_Material provided_.

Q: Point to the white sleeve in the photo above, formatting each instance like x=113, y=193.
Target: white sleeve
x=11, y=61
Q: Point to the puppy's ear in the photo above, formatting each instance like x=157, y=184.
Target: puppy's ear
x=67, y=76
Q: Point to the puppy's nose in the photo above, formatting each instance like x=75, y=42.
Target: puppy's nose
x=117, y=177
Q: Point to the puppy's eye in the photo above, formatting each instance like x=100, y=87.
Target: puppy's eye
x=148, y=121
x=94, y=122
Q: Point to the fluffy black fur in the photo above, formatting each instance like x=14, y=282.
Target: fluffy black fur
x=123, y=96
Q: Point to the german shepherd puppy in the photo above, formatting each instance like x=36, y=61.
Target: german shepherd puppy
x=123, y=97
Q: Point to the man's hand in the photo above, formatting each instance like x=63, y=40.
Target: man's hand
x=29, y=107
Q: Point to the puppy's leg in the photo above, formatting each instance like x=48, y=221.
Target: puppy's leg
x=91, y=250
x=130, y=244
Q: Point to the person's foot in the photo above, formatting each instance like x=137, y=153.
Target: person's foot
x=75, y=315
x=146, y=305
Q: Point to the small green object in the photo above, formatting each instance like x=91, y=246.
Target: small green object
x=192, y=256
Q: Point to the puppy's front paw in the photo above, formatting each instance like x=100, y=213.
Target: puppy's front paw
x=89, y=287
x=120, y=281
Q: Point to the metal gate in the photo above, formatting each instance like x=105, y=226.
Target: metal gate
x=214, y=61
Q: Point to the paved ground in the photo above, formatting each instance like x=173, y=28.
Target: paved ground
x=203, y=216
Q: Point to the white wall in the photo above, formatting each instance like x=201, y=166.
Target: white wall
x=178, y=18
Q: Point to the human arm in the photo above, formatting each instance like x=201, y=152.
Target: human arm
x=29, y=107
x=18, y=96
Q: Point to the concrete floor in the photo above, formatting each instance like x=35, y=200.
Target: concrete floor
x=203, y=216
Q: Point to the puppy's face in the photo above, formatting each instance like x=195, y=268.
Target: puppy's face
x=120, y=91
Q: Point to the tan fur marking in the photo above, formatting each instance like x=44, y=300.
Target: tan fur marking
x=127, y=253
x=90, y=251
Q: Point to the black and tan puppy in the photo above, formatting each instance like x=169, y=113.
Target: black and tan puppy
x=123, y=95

_Given problem_. Copy all of the material above line for line, changing no character.

_Exercise output_.
Q: Point to the white sleeve in the photo above, formatting each instance like x=113, y=193.
Target: white sleeve
x=11, y=61
Q: Point to the puppy's ear in the photo above, formatting each instance like x=157, y=184.
Target: puppy's ear
x=67, y=76
Q: Point to the puppy's nose in the photo above, formatting each instance like x=75, y=42.
Target: puppy's nose
x=117, y=177
Q: Point to the puppy's eye in the photo above, formatting each instance like x=100, y=87.
Target: puppy's eye
x=148, y=121
x=94, y=122
Q: Point to the fluffy black fur in the photo above, formatting each instance like x=14, y=282.
Target: fluffy black fur
x=123, y=96
Q: Point to the german shepherd puppy in the photo above, formatting each instance like x=36, y=61.
Target: german shepherd puppy
x=123, y=97
Q: Point to the man's hand in the photo above, formatting each instance like x=63, y=40.
Target: man's hand
x=29, y=107
Q: Point to the puppy's leg in the photo above, formatting each instance like x=48, y=221.
Target: puppy's leg
x=91, y=250
x=130, y=244
Q: Point to the person's foot in the photo above, formatting each instance like x=137, y=153.
Target: person's foot
x=75, y=315
x=146, y=305
Q: Point to the small green object in the photo above, formatting each instance like x=91, y=246.
Target: small green object
x=192, y=256
Q: Point to the puppy's front paw in the photo above, formatting each instance like x=100, y=213.
Target: puppy's front paw
x=89, y=287
x=120, y=281
Q: Point to the metal gate in the photo above, formatting each instance like x=105, y=226.
Target: metal gate
x=214, y=61
Q: Point to the paved ground in the photo above, formatting each instance like x=173, y=28.
Target: paved ground
x=203, y=216
Q: Point to the white wall in the photo above, formatting each instance like x=201, y=166.
Target: white wall
x=178, y=18
Q: Point to the human arm in the photo above, formatting each instance like x=201, y=152.
Target: human arm
x=29, y=107
x=18, y=96
Q: Point to the concrete floor in the photo above, formatting each instance like x=35, y=200.
Target: concrete floor
x=203, y=216
Q: Point to the puppy's face in the photo above, formatting each instance like x=195, y=268.
Target: puppy's face
x=120, y=91
Q: Point to the tan fur marking in the photo above, formatting each instance like x=44, y=300.
Target: tan fur marking
x=127, y=253
x=90, y=251
Q: Point to the black and tan puppy in the photo above, formatting each instance like x=169, y=113.
Target: black and tan puppy
x=123, y=95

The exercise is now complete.